— Data for this task —
*** Begin section ***
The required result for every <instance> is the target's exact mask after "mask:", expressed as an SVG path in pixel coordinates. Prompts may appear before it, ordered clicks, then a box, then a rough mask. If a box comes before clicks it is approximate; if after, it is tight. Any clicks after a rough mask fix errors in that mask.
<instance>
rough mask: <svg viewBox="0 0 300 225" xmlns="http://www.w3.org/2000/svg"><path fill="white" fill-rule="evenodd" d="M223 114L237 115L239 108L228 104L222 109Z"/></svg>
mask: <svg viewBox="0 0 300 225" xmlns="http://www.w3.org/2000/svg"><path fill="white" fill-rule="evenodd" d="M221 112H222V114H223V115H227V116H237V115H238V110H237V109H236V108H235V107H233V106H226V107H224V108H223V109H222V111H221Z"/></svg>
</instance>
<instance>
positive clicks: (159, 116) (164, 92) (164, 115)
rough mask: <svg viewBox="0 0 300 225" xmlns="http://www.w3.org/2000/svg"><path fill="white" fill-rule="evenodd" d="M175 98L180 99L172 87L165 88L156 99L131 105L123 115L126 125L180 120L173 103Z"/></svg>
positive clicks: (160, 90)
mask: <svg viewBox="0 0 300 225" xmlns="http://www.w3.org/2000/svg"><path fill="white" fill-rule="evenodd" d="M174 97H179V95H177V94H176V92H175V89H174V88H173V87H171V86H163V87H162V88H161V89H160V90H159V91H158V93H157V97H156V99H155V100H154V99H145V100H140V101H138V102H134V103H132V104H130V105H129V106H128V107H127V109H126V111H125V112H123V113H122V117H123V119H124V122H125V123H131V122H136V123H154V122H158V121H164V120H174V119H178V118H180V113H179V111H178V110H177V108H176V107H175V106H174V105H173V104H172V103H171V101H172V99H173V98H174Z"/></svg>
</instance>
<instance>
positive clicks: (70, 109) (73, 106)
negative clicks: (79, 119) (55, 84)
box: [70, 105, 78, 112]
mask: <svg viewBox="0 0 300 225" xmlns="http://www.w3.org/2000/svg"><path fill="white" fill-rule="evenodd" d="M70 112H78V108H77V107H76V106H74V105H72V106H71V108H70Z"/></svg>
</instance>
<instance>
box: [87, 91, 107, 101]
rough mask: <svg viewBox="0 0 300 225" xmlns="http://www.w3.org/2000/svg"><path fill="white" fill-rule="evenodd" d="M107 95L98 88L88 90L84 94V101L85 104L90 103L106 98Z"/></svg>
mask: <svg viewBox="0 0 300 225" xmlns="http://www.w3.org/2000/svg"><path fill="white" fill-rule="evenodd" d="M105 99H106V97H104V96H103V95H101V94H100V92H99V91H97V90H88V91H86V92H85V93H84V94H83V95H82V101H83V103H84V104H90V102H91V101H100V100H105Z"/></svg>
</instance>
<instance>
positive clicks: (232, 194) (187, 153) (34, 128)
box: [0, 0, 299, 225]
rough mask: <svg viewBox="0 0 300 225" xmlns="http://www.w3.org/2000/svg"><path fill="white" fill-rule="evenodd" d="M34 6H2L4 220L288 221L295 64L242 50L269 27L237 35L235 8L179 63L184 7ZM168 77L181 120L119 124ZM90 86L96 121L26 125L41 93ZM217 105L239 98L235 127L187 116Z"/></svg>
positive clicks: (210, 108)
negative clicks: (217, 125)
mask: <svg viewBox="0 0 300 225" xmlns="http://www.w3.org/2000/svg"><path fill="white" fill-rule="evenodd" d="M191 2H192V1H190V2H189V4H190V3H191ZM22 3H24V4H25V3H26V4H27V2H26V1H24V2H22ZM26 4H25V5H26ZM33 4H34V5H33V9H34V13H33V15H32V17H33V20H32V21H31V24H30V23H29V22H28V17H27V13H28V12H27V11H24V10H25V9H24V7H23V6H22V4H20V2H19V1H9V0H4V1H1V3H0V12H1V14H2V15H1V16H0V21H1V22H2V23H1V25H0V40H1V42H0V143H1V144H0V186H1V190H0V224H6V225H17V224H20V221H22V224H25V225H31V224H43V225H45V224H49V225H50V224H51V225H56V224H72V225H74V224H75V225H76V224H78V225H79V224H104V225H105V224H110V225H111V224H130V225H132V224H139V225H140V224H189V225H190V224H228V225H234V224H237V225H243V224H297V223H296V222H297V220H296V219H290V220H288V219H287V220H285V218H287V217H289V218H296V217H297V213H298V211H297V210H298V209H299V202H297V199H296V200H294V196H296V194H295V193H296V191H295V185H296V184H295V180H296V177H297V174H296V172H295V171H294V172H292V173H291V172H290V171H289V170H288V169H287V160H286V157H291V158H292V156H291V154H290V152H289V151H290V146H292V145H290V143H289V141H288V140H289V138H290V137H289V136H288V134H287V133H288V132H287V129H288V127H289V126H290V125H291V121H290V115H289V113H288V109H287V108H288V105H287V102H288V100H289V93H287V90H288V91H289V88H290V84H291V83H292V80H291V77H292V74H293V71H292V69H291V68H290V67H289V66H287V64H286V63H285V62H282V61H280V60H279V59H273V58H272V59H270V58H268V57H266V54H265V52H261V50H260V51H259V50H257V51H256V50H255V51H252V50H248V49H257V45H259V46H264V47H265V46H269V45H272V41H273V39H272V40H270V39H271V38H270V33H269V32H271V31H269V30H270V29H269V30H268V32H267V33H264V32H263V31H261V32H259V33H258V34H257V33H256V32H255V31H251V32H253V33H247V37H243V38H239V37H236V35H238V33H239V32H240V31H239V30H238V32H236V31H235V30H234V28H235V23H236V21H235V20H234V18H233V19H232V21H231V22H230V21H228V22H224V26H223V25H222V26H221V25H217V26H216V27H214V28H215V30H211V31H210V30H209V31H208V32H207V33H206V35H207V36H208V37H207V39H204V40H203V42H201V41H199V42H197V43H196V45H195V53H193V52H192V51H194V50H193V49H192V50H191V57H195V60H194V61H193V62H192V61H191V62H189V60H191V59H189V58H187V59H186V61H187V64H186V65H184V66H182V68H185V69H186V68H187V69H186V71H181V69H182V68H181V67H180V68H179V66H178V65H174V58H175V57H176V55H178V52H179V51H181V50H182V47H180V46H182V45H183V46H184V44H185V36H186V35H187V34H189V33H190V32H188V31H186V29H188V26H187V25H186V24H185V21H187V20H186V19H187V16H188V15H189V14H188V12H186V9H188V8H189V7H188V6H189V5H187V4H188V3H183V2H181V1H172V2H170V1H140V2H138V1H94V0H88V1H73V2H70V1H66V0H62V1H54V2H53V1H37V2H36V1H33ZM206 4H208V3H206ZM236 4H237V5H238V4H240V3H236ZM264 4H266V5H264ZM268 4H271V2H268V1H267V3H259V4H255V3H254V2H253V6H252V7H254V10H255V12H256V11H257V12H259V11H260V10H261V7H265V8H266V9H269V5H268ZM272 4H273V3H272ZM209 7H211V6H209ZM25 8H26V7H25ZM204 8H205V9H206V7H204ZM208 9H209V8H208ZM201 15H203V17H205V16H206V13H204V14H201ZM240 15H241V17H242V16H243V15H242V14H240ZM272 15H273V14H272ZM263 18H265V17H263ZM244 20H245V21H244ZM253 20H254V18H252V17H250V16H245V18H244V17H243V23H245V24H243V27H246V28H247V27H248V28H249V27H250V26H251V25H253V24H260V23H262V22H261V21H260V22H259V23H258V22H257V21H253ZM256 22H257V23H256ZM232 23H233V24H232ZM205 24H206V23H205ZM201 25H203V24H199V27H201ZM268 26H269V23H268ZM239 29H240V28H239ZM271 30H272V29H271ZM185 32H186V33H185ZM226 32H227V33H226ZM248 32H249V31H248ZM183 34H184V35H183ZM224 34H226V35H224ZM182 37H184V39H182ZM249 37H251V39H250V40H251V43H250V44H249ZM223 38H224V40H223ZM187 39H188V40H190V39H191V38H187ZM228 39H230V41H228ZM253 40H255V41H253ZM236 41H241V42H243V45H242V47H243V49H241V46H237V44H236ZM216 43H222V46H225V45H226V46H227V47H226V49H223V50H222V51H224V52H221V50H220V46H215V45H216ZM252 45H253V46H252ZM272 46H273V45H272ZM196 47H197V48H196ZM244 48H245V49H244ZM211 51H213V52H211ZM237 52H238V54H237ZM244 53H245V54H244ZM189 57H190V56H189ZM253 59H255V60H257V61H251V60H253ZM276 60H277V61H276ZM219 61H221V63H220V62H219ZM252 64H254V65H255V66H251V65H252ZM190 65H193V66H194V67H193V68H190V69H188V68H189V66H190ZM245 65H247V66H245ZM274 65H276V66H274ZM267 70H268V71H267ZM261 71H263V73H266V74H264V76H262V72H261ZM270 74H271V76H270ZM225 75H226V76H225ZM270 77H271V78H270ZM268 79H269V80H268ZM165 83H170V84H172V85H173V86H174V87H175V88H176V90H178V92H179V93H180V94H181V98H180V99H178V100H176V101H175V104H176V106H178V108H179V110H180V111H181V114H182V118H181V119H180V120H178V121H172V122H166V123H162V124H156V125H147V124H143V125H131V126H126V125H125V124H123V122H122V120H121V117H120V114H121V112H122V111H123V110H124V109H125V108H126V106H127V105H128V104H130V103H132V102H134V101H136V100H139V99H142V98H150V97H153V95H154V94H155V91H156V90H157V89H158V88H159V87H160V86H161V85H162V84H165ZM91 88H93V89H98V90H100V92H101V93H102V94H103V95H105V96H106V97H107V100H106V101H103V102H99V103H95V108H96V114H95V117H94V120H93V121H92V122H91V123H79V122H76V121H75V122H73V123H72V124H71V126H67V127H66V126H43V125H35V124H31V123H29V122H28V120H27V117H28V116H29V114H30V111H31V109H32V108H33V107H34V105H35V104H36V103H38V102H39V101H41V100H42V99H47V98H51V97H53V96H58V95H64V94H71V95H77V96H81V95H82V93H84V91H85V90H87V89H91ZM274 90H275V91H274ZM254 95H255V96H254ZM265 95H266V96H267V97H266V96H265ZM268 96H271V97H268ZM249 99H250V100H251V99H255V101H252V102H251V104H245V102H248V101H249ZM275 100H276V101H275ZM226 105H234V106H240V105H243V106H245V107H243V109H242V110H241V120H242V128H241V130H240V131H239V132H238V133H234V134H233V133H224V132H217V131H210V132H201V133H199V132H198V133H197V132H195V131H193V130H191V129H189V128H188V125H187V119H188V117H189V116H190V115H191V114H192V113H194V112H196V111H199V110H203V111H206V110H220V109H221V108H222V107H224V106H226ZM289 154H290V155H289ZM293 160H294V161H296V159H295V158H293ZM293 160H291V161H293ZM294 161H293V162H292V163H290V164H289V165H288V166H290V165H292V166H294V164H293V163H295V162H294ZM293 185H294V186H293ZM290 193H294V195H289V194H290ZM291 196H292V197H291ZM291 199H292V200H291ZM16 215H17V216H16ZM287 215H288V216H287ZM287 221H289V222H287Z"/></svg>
*** End section ***
— Activity —
Taking the line with "positive clicks: (70, 109) (73, 106)" as the first and the line with "box: [87, 91, 107, 101]" as the last, retype that stretch of the data above exactly, with no other lines.

— Your response —
positive clicks: (70, 109) (73, 106)
negative clicks: (79, 119) (55, 84)
box: [70, 105, 78, 112]
mask: <svg viewBox="0 0 300 225" xmlns="http://www.w3.org/2000/svg"><path fill="white" fill-rule="evenodd" d="M70 112H78V108H77V107H76V106H74V105H72V106H71V108H70Z"/></svg>
</instance>
<instance>
box: [87, 91, 107, 101]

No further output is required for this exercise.